* Request: Exactly reproduce all the records, keeping pictures out of the copy.

##############################

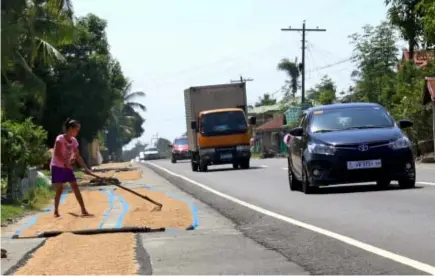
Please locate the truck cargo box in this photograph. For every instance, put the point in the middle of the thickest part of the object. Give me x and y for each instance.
(200, 98)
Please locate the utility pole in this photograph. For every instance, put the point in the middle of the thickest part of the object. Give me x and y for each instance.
(303, 30)
(241, 80)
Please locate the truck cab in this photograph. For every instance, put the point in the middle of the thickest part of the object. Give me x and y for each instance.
(218, 130)
(223, 137)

##############################

* Answer to this problem:
Please locate the truck cargo box in this photograph. For every instance, put the point in the middle of the thickest part of the object. Give me x and y for each instance.
(200, 98)
Please locate the utility pole in this photograph. For every instance, put the point in the middle of the thickest part of the object. Give me x and y for each instance.
(303, 30)
(241, 80)
Please locate the truck cab in this photograph. For every instance, put the point in the middle of the thickest part of the object. Give me x and y for each instance.
(218, 130)
(223, 137)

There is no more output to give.